**ASSIGNED TASK**
Output each line of the data below exactly, omitting any image.

Records from a dataset:
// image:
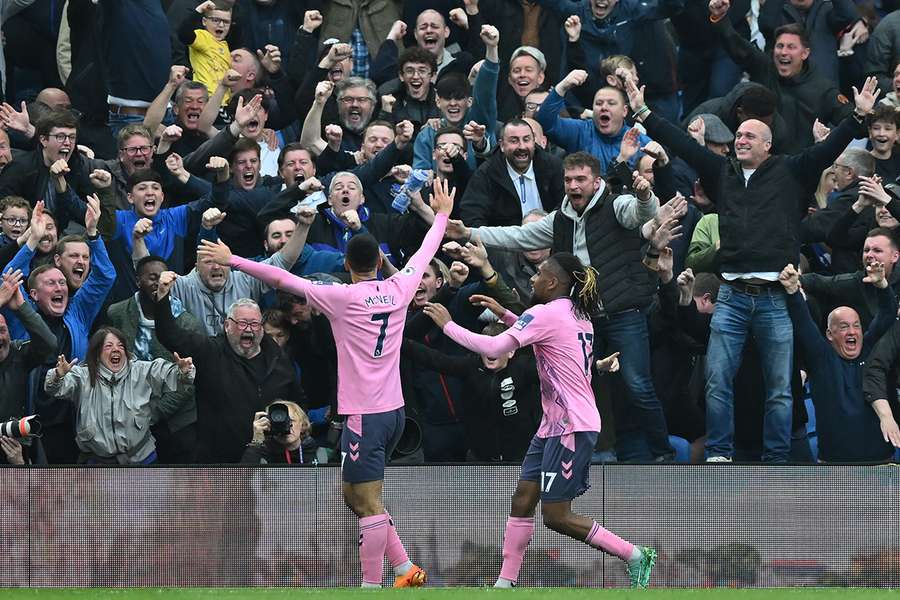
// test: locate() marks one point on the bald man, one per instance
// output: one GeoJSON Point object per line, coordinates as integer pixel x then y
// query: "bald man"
{"type": "Point", "coordinates": [760, 198]}
{"type": "Point", "coordinates": [848, 430]}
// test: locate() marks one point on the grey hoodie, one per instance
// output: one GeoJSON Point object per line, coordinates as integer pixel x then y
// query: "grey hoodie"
{"type": "Point", "coordinates": [114, 415]}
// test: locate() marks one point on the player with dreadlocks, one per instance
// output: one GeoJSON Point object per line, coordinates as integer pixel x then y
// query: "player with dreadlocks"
{"type": "Point", "coordinates": [556, 468]}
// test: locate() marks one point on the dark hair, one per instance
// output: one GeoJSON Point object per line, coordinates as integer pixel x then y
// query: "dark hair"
{"type": "Point", "coordinates": [609, 65]}
{"type": "Point", "coordinates": [417, 55]}
{"type": "Point", "coordinates": [706, 283]}
{"type": "Point", "coordinates": [15, 202]}
{"type": "Point", "coordinates": [362, 253]}
{"type": "Point", "coordinates": [95, 347]}
{"type": "Point", "coordinates": [584, 292]}
{"type": "Point", "coordinates": [142, 175]}
{"type": "Point", "coordinates": [32, 278]}
{"type": "Point", "coordinates": [70, 239]}
{"type": "Point", "coordinates": [248, 95]}
{"type": "Point", "coordinates": [453, 86]}
{"type": "Point", "coordinates": [884, 113]}
{"type": "Point", "coordinates": [153, 258]}
{"type": "Point", "coordinates": [56, 118]}
{"type": "Point", "coordinates": [583, 159]}
{"type": "Point", "coordinates": [888, 233]}
{"type": "Point", "coordinates": [757, 101]}
{"type": "Point", "coordinates": [277, 318]}
{"type": "Point", "coordinates": [514, 122]}
{"type": "Point", "coordinates": [793, 29]}
{"type": "Point", "coordinates": [243, 145]}
{"type": "Point", "coordinates": [293, 147]}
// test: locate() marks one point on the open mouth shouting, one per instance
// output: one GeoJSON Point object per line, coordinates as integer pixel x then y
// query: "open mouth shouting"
{"type": "Point", "coordinates": [604, 121]}
{"type": "Point", "coordinates": [192, 118]}
{"type": "Point", "coordinates": [247, 340]}
{"type": "Point", "coordinates": [248, 178]}
{"type": "Point", "coordinates": [58, 303]}
{"type": "Point", "coordinates": [454, 113]}
{"type": "Point", "coordinates": [79, 272]}
{"type": "Point", "coordinates": [116, 360]}
{"type": "Point", "coordinates": [523, 86]}
{"type": "Point", "coordinates": [430, 41]}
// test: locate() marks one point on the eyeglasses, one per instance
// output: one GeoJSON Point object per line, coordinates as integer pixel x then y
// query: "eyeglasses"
{"type": "Point", "coordinates": [251, 325]}
{"type": "Point", "coordinates": [421, 72]}
{"type": "Point", "coordinates": [356, 99]}
{"type": "Point", "coordinates": [62, 137]}
{"type": "Point", "coordinates": [134, 150]}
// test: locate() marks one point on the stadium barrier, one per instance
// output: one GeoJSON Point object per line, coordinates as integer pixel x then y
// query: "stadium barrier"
{"type": "Point", "coordinates": [727, 525]}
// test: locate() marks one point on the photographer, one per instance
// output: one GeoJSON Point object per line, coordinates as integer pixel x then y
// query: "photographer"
{"type": "Point", "coordinates": [17, 359]}
{"type": "Point", "coordinates": [281, 436]}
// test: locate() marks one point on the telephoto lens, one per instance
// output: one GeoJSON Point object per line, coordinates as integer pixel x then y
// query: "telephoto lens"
{"type": "Point", "coordinates": [24, 427]}
{"type": "Point", "coordinates": [279, 419]}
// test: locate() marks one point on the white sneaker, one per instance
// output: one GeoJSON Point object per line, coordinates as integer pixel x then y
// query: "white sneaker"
{"type": "Point", "coordinates": [718, 459]}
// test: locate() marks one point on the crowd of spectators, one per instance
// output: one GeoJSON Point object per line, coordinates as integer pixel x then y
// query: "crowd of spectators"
{"type": "Point", "coordinates": [731, 172]}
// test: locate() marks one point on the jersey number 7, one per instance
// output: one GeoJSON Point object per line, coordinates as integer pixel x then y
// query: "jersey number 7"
{"type": "Point", "coordinates": [379, 344]}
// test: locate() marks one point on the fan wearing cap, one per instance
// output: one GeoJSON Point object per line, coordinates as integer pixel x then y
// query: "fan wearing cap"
{"type": "Point", "coordinates": [474, 110]}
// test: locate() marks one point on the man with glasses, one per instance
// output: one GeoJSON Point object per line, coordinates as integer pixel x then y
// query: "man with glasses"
{"type": "Point", "coordinates": [411, 95]}
{"type": "Point", "coordinates": [15, 213]}
{"type": "Point", "coordinates": [238, 374]}
{"type": "Point", "coordinates": [521, 178]}
{"type": "Point", "coordinates": [136, 150]}
{"type": "Point", "coordinates": [356, 105]}
{"type": "Point", "coordinates": [29, 175]}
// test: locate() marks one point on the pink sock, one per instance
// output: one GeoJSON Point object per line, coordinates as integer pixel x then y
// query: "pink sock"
{"type": "Point", "coordinates": [606, 540]}
{"type": "Point", "coordinates": [516, 539]}
{"type": "Point", "coordinates": [373, 534]}
{"type": "Point", "coordinates": [394, 549]}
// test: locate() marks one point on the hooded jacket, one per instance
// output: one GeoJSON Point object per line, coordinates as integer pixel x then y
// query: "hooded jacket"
{"type": "Point", "coordinates": [113, 415]}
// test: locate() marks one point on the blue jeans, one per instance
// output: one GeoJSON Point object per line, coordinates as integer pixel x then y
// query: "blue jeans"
{"type": "Point", "coordinates": [626, 332]}
{"type": "Point", "coordinates": [765, 316]}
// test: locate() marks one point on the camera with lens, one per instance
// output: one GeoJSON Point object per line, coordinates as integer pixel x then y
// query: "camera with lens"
{"type": "Point", "coordinates": [279, 419]}
{"type": "Point", "coordinates": [24, 427]}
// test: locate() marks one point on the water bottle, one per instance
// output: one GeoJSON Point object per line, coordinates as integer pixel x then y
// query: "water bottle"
{"type": "Point", "coordinates": [415, 183]}
{"type": "Point", "coordinates": [312, 200]}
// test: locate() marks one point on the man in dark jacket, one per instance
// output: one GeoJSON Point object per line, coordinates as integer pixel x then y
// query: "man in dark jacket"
{"type": "Point", "coordinates": [844, 232]}
{"type": "Point", "coordinates": [848, 289]}
{"type": "Point", "coordinates": [804, 95]}
{"type": "Point", "coordinates": [602, 228]}
{"type": "Point", "coordinates": [759, 198]}
{"type": "Point", "coordinates": [848, 429]}
{"type": "Point", "coordinates": [502, 404]}
{"type": "Point", "coordinates": [174, 414]}
{"type": "Point", "coordinates": [824, 22]}
{"type": "Point", "coordinates": [238, 374]}
{"type": "Point", "coordinates": [513, 182]}
{"type": "Point", "coordinates": [19, 357]}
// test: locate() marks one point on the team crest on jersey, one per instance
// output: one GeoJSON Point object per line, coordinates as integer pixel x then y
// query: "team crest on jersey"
{"type": "Point", "coordinates": [523, 321]}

**REPLY TO THE TASK**
// image:
// test: locate() marks one point on the bald man, one per instance
// output: one GeoJSON Point object per line, coordinates as integer pixel x then y
// query: "bald man"
{"type": "Point", "coordinates": [760, 198]}
{"type": "Point", "coordinates": [848, 430]}
// test: locate() marks one point on the grey hoodie, one per instance
// output: one GeoJSON Point object per line, coordinates as integer pixel x then y
// query: "grey hoodie"
{"type": "Point", "coordinates": [114, 415]}
// test: locate() marks one point on the player with dreadlocks, one per instance
// output: one GeoJSON Point object per line, coordinates as integer pixel x then y
// query: "player with dreadlocks"
{"type": "Point", "coordinates": [556, 468]}
// test: locate() marks one point on the dark hair, one per instance
// output: one GeoJSON Point object per line, coordinates as integer pixel x then y
// query: "dark hair"
{"type": "Point", "coordinates": [609, 65]}
{"type": "Point", "coordinates": [417, 55]}
{"type": "Point", "coordinates": [706, 283]}
{"type": "Point", "coordinates": [15, 202]}
{"type": "Point", "coordinates": [362, 253]}
{"type": "Point", "coordinates": [95, 347]}
{"type": "Point", "coordinates": [584, 292]}
{"type": "Point", "coordinates": [142, 175]}
{"type": "Point", "coordinates": [32, 278]}
{"type": "Point", "coordinates": [70, 239]}
{"type": "Point", "coordinates": [248, 95]}
{"type": "Point", "coordinates": [453, 86]}
{"type": "Point", "coordinates": [884, 113]}
{"type": "Point", "coordinates": [153, 258]}
{"type": "Point", "coordinates": [56, 118]}
{"type": "Point", "coordinates": [583, 159]}
{"type": "Point", "coordinates": [888, 233]}
{"type": "Point", "coordinates": [757, 101]}
{"type": "Point", "coordinates": [277, 318]}
{"type": "Point", "coordinates": [514, 122]}
{"type": "Point", "coordinates": [793, 29]}
{"type": "Point", "coordinates": [243, 145]}
{"type": "Point", "coordinates": [293, 147]}
// test: locate() marks one point on the open mouth shouting, one per instance
// output: one GeoJSON Point object per line, coordinates as integer pixel x then y
// query: "open mouth shouting"
{"type": "Point", "coordinates": [604, 121]}
{"type": "Point", "coordinates": [192, 118]}
{"type": "Point", "coordinates": [247, 340]}
{"type": "Point", "coordinates": [248, 178]}
{"type": "Point", "coordinates": [58, 303]}
{"type": "Point", "coordinates": [454, 113]}
{"type": "Point", "coordinates": [79, 272]}
{"type": "Point", "coordinates": [116, 360]}
{"type": "Point", "coordinates": [523, 86]}
{"type": "Point", "coordinates": [430, 41]}
// test: locate() marks one point on the eyeglasses, one per instance
// output: one GeoJSON Point object per line, coordinates as integer pixel x then y
// query: "eyeglasses"
{"type": "Point", "coordinates": [251, 325]}
{"type": "Point", "coordinates": [421, 72]}
{"type": "Point", "coordinates": [356, 99]}
{"type": "Point", "coordinates": [62, 137]}
{"type": "Point", "coordinates": [134, 150]}
// test: locate() marks one point on the stadium barrier, one per instance
// output: one GeoJSON Point object per line, coordinates as integer pixel x then y
// query: "stadium barrier"
{"type": "Point", "coordinates": [727, 525]}
// test: locate() marks one point on the photographer, one per instance
// output: one GeoJSON Point object per line, coordinates as integer pixel x then y
// query: "photographer"
{"type": "Point", "coordinates": [17, 359]}
{"type": "Point", "coordinates": [281, 436]}
// test: locate() marks one point on the telephoto lens, one per instance
// output: one GeoJSON Point object per line, coordinates as integer pixel x then y
// query: "telephoto lens"
{"type": "Point", "coordinates": [24, 427]}
{"type": "Point", "coordinates": [279, 419]}
// test: locate() marks one point on the white sneaker, one per instance
// output: one GeoJSON Point object per line, coordinates as integer pixel x then y
// query: "white sneaker"
{"type": "Point", "coordinates": [718, 459]}
// test: locate() marks one point on the crowd of spectators, one per instance
// output: one GeoJSON Point object per line, coordinates as integer pixel x then y
// query: "crowd of spectators"
{"type": "Point", "coordinates": [731, 172]}
// test: locate() marks one point on the jersey number 7, one per instance
// output: one GeoJSON Point object per line, coordinates as integer pixel x then y
// query: "jersey number 7"
{"type": "Point", "coordinates": [379, 344]}
// test: locate() marks one point on the fan wearing cap, one per instance
// output: one GeoJSON Point object per line, coordinates as integer pixel x then y
// query: "fan wearing cap"
{"type": "Point", "coordinates": [474, 110]}
// test: locate() marks one point on the man with glasses, one per instance
// output: one GeoJSON Point object per line, coordinates as integer pixel x then y
// query: "man with glasses"
{"type": "Point", "coordinates": [411, 95]}
{"type": "Point", "coordinates": [15, 213]}
{"type": "Point", "coordinates": [238, 374]}
{"type": "Point", "coordinates": [521, 178]}
{"type": "Point", "coordinates": [136, 150]}
{"type": "Point", "coordinates": [356, 105]}
{"type": "Point", "coordinates": [29, 175]}
// test: locate() marks one point on the pink sock, one per instance
// output: one GeoJSON Point object per line, coordinates as integer pixel x then y
// query: "pink sock"
{"type": "Point", "coordinates": [606, 540]}
{"type": "Point", "coordinates": [516, 539]}
{"type": "Point", "coordinates": [373, 534]}
{"type": "Point", "coordinates": [394, 549]}
// test: locate() marks one point on the hooded jacket, one per instance
// output: one GeoJSON Point object per line, coordinates as integer pixel x then y
// query: "hooded jacket"
{"type": "Point", "coordinates": [113, 415]}
// test: locate() marks one point on the blue jeans, one per instance
// output: one GeoJSON Point object per line, coordinates as integer pixel x then y
// query: "blue jeans"
{"type": "Point", "coordinates": [626, 332]}
{"type": "Point", "coordinates": [765, 316]}
// test: locate() marks one point on the camera with lens, one per instance
// output: one GeoJSON Point object per line, coordinates as integer pixel x then y
// query: "camera with lens"
{"type": "Point", "coordinates": [279, 419]}
{"type": "Point", "coordinates": [24, 427]}
// test: locate() marks one point on the water bottle, one per instance
// output: one GeoJSON Point object per line, coordinates as integer pixel x then y
// query: "water bottle"
{"type": "Point", "coordinates": [415, 183]}
{"type": "Point", "coordinates": [312, 200]}
// test: locate() marks one point on the man in dark jacket, one per instance
// output: one GeoJSON Point object per line, coordinates as integer pixel x then y
// query: "man in dark jacket"
{"type": "Point", "coordinates": [844, 232]}
{"type": "Point", "coordinates": [848, 289]}
{"type": "Point", "coordinates": [804, 95]}
{"type": "Point", "coordinates": [602, 228]}
{"type": "Point", "coordinates": [759, 198]}
{"type": "Point", "coordinates": [848, 429]}
{"type": "Point", "coordinates": [502, 404]}
{"type": "Point", "coordinates": [174, 414]}
{"type": "Point", "coordinates": [824, 22]}
{"type": "Point", "coordinates": [238, 374]}
{"type": "Point", "coordinates": [513, 182]}
{"type": "Point", "coordinates": [19, 357]}
// test: locate() marks one point on the team crest on jersey, one per instance
// output: one GeoJSON Point object per line, coordinates as integer pixel x then y
// query: "team crest on jersey"
{"type": "Point", "coordinates": [523, 321]}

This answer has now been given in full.